━━━ INPUT DATA ━━━

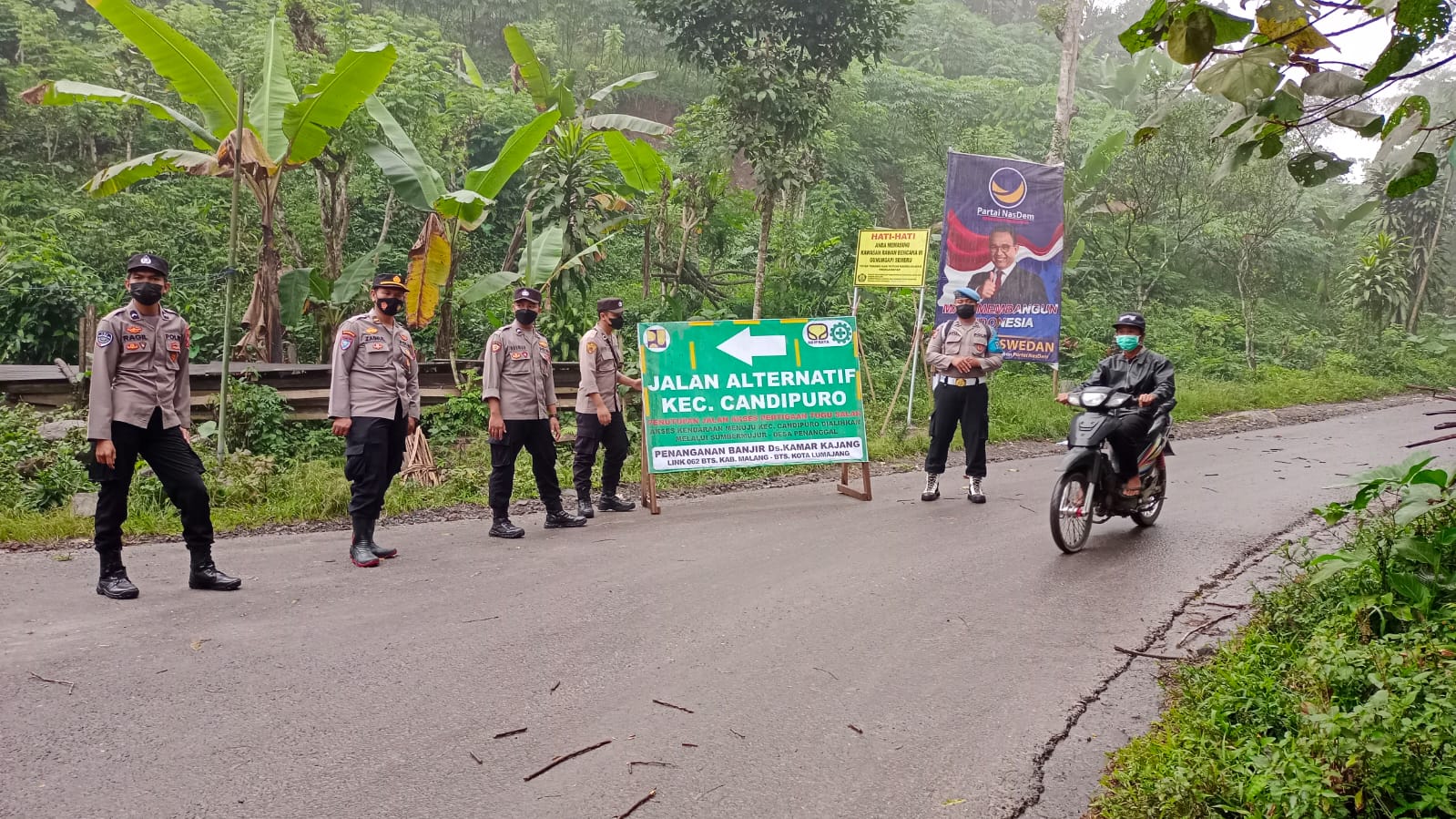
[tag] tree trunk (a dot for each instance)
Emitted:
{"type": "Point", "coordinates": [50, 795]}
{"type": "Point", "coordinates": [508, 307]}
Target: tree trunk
{"type": "Point", "coordinates": [1431, 257]}
{"type": "Point", "coordinates": [1067, 80]}
{"type": "Point", "coordinates": [1247, 303]}
{"type": "Point", "coordinates": [333, 214]}
{"type": "Point", "coordinates": [766, 207]}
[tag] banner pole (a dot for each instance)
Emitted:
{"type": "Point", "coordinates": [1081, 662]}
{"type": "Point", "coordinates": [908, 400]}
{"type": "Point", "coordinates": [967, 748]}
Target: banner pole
{"type": "Point", "coordinates": [914, 354]}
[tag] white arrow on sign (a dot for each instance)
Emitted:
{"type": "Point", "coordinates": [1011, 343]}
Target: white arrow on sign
{"type": "Point", "coordinates": [746, 345]}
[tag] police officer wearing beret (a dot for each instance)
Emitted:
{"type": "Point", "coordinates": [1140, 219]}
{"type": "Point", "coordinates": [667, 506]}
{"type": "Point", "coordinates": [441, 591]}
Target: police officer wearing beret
{"type": "Point", "coordinates": [519, 385]}
{"type": "Point", "coordinates": [962, 353]}
{"type": "Point", "coordinates": [598, 411]}
{"type": "Point", "coordinates": [374, 403]}
{"type": "Point", "coordinates": [141, 405]}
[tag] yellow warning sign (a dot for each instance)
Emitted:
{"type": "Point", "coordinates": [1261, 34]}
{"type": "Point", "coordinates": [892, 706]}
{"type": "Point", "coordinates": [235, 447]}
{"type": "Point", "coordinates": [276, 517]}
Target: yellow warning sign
{"type": "Point", "coordinates": [891, 258]}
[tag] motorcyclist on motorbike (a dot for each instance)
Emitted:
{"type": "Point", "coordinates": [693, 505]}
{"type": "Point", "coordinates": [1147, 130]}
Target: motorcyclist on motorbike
{"type": "Point", "coordinates": [1135, 371]}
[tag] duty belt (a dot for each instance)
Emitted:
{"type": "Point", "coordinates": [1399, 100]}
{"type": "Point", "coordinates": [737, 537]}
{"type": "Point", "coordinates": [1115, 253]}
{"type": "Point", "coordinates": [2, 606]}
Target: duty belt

━━━

## PROBLEM
Please copy the records word for word, from the line that contains "[tag] motorcyclist on" through the end of the records, with both of those lines included.

## COMPLETED EXERCISE
[tag] motorcyclist on motorbike (a dot for each instance)
Emitted:
{"type": "Point", "coordinates": [693, 505]}
{"type": "Point", "coordinates": [1147, 130]}
Target: motorcyclist on motorbike
{"type": "Point", "coordinates": [1135, 371]}
[tag] duty belt (a dot for each instance)
Emitted:
{"type": "Point", "coordinates": [1399, 100]}
{"type": "Point", "coordinates": [737, 537]}
{"type": "Point", "coordinates": [1115, 253]}
{"type": "Point", "coordinates": [2, 606]}
Target: duty belt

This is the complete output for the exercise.